To be done | Output all of the data below line for line, without changing anything.

Material provided |
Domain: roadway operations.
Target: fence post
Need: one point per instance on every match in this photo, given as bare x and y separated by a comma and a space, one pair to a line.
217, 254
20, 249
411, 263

Final result |
Domain: roadway operations.
Target: fence post
Need: one point per instance on every match in this photo, given as bare x and y separated by a comma and a space, one pair to a line.
217, 254
20, 249
411, 263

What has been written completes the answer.